▶ [STATED GOAL] Swap "one marker per instance" for "a single marker for each instance" throughout the data below, leaving everything else unchanged.

▶ [GIVEN ENTRIES]
_____

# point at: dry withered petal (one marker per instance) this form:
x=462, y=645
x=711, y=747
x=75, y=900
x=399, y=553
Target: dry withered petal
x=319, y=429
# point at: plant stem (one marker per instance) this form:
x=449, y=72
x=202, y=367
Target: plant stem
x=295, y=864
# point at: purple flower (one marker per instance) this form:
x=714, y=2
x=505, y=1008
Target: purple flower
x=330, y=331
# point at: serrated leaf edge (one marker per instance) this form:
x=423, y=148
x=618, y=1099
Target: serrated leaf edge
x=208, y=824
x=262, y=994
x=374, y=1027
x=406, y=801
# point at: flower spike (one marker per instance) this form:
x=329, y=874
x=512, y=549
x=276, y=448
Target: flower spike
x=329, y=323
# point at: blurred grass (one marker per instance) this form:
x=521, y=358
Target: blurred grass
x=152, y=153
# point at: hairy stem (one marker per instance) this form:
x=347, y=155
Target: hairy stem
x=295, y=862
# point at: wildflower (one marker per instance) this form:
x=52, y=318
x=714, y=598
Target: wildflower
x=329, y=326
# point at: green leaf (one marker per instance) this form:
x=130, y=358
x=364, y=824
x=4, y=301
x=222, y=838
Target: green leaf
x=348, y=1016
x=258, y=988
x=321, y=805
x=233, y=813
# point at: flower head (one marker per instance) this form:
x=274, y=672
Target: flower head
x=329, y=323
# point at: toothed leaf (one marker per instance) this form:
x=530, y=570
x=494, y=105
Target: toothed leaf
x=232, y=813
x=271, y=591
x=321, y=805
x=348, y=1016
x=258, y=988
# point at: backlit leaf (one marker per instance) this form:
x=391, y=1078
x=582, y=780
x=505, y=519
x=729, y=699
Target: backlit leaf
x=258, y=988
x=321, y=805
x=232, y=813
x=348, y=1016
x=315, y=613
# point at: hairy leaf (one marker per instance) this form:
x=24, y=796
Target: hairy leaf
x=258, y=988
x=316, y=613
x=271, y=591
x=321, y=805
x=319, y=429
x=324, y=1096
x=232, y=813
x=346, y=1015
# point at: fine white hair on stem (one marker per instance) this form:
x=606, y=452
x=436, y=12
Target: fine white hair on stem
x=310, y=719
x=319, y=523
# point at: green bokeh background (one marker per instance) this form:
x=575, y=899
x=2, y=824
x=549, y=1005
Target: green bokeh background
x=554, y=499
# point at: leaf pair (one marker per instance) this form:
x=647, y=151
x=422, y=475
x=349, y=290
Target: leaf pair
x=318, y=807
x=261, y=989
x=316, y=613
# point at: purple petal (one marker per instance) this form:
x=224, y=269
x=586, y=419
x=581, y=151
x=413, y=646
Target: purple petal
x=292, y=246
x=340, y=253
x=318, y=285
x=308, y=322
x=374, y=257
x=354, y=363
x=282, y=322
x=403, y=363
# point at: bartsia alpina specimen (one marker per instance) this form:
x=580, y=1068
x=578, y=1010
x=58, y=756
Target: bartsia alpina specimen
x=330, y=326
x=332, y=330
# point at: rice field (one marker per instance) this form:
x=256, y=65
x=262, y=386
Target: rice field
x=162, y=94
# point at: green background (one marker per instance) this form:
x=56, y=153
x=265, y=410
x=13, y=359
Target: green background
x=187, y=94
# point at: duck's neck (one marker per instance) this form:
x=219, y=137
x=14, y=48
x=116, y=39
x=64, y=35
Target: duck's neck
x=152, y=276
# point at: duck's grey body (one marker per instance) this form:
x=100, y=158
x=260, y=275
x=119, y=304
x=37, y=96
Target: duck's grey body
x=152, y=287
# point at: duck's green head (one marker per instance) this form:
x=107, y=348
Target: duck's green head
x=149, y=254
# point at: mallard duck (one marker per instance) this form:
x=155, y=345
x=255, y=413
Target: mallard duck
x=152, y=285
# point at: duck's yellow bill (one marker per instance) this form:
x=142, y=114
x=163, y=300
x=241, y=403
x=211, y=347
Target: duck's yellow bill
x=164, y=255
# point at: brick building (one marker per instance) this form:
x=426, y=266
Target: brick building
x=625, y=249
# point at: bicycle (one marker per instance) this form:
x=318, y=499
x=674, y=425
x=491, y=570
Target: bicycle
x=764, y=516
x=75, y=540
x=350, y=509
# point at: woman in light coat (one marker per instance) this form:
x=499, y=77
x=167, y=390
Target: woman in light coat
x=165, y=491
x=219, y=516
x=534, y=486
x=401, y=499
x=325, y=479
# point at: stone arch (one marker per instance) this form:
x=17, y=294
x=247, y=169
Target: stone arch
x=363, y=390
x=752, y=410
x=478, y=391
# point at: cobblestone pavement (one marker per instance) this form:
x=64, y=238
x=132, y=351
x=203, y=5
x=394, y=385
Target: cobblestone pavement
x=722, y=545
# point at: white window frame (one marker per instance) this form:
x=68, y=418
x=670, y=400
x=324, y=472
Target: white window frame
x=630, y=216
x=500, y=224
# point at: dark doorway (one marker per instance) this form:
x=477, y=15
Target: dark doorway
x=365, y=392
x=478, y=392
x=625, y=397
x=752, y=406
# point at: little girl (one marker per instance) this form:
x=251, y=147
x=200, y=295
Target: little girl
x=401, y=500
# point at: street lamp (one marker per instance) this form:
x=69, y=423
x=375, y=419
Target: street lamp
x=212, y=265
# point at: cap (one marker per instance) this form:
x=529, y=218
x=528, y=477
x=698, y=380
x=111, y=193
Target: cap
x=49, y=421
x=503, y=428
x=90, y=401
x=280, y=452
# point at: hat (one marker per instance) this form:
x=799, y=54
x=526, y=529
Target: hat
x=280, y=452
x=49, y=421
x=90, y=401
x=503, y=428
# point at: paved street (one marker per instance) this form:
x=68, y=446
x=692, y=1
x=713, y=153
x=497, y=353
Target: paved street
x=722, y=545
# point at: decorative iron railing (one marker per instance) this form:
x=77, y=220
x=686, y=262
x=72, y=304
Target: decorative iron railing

_____

▶ [WRITTEN SOLUTION]
# point at: dry withered petal (a single marker for each instance) this form:
x=462, y=645
x=711, y=747
x=75, y=900
x=399, y=553
Target: dry withered petal
x=319, y=429
# point at: plant stem (a single marker for each instance) this form:
x=449, y=72
x=202, y=367
Target: plant stem
x=295, y=864
# point at: purple flower (a single marker for each instance) this form:
x=714, y=2
x=505, y=1008
Target: purple flower
x=330, y=331
# point at: serrated leaf edge (a single marker for each instance) this form:
x=423, y=148
x=618, y=1099
Target: serrated leaf edge
x=208, y=824
x=262, y=994
x=374, y=1027
x=406, y=801
# point at: flower spike (a single marker for each instance) this form:
x=329, y=874
x=512, y=549
x=276, y=448
Target: flower spike
x=329, y=323
# point at: blurred grass (a single marker for each instance) this form:
x=521, y=358
Target: blurred grass
x=152, y=153
# point at: hairy stem (a single marker for each instance) this form:
x=347, y=155
Target: hairy stem
x=295, y=862
# point at: wildflower (a single marker for each instance) this form:
x=52, y=318
x=714, y=598
Target: wildflower
x=329, y=326
# point at: green leaf (a single marker for each instance) this form:
x=130, y=358
x=364, y=824
x=4, y=301
x=222, y=838
Target: green leaf
x=348, y=1016
x=258, y=988
x=321, y=805
x=233, y=813
# point at: flower head (a single marker for each instance) this form:
x=274, y=672
Target: flower head
x=329, y=323
# point at: toothed leaf (a single marker for each instance) this form:
x=530, y=570
x=494, y=105
Target: toothed leaf
x=232, y=813
x=271, y=591
x=321, y=805
x=348, y=1016
x=258, y=988
# point at: backlit leaf (a single marker for each instance) this form:
x=391, y=1078
x=582, y=780
x=505, y=519
x=729, y=699
Target: backlit leaf
x=258, y=988
x=321, y=805
x=232, y=813
x=348, y=1016
x=315, y=613
# point at: hairy leaf (a single marker for each instance) this form:
x=24, y=796
Target: hairy leaf
x=258, y=988
x=316, y=613
x=271, y=591
x=321, y=805
x=319, y=429
x=324, y=1096
x=232, y=813
x=346, y=1015
# point at: fine white hair on stem (a single marker for each instance) this form:
x=606, y=452
x=436, y=12
Target: fine white hair on stem
x=310, y=719
x=319, y=523
# point at: green bokeh background (a single marker for each instance) this form:
x=575, y=899
x=2, y=824
x=549, y=1005
Target: green bokeh background
x=554, y=499
# point at: leaf pair (a single marker for each instance) this form:
x=647, y=151
x=422, y=475
x=349, y=290
Target: leaf pair
x=318, y=807
x=261, y=989
x=316, y=613
# point at: purple petal (a single marker for each instance) this form:
x=224, y=269
x=586, y=419
x=581, y=151
x=413, y=646
Target: purple petal
x=292, y=246
x=340, y=253
x=318, y=285
x=308, y=322
x=374, y=257
x=354, y=363
x=282, y=322
x=403, y=363
# point at: bartsia alpina specimen (a single marker for each instance) this form:
x=580, y=1068
x=578, y=1010
x=58, y=756
Target: bartsia alpina specimen
x=330, y=326
x=332, y=330
# point at: rice field (a single marker for each instance) this form:
x=256, y=65
x=262, y=386
Target: rice field
x=162, y=94
# point at: green background (a single marker for each instance) this form:
x=56, y=153
x=265, y=410
x=13, y=359
Target: green background
x=187, y=94
# point at: duck's neck (a single marker for each instance) this form:
x=219, y=137
x=14, y=48
x=116, y=39
x=64, y=35
Target: duck's neck
x=152, y=276
# point at: duck's grey body (a single marker for each instance) this form:
x=100, y=158
x=260, y=275
x=119, y=304
x=37, y=96
Target: duck's grey body
x=152, y=287
# point at: duck's green head (a single marker for each instance) this form:
x=107, y=348
Target: duck's green head
x=149, y=254
# point at: mallard duck (a single marker for each instance) this form:
x=155, y=345
x=255, y=413
Target: mallard duck
x=152, y=285
# point at: duck's yellow bill (a single marker for each instance) this form:
x=142, y=114
x=163, y=300
x=241, y=403
x=211, y=347
Target: duck's yellow bill
x=164, y=255
# point at: brick building (a single marker for each instance) this form:
x=426, y=266
Target: brick building
x=625, y=249
# point at: bicycle (a single marker for each instance) this form:
x=318, y=499
x=674, y=425
x=491, y=570
Target: bicycle
x=764, y=516
x=75, y=540
x=350, y=509
# point at: woman in light coat (a single marker for each instance) this form:
x=499, y=77
x=167, y=390
Target: woman in light coat
x=165, y=491
x=219, y=516
x=534, y=486
x=401, y=499
x=325, y=479
# point at: stone arch (a single marker for each instance) this form:
x=17, y=294
x=247, y=169
Target: stone arch
x=363, y=390
x=752, y=410
x=478, y=391
# point at: cobblestone pavement (a single marker for each instance) this form:
x=64, y=238
x=132, y=351
x=203, y=5
x=394, y=385
Target: cobblestone pavement
x=722, y=545
# point at: white window frame (a single marker for each instance) this form:
x=68, y=418
x=670, y=400
x=324, y=472
Target: white window frame
x=630, y=216
x=500, y=224
# point at: dark doorway (a single marker for each instance) this form:
x=477, y=15
Target: dark doorway
x=365, y=392
x=478, y=392
x=625, y=397
x=752, y=406
# point at: little girl (a single marker for each instance) this form:
x=251, y=147
x=200, y=295
Target: little girl
x=401, y=500
# point at: street lamp (a single marker for each instance) this form:
x=69, y=423
x=375, y=419
Target: street lamp
x=212, y=265
# point at: cap (a single marker for each instance) this form:
x=529, y=218
x=528, y=477
x=698, y=380
x=111, y=193
Target: cap
x=49, y=421
x=503, y=428
x=90, y=401
x=280, y=452
# point at: hat (a single marker for each instance) this form:
x=799, y=54
x=526, y=529
Target: hat
x=280, y=452
x=49, y=421
x=90, y=401
x=503, y=428
# point at: paved street (a single marker for each instance) this form:
x=68, y=446
x=692, y=1
x=713, y=153
x=497, y=353
Target: paved street
x=722, y=545
# point at: decorative iron railing (a single marker for each instance) this form:
x=77, y=220
x=686, y=262
x=72, y=304
Target: decorative iron railing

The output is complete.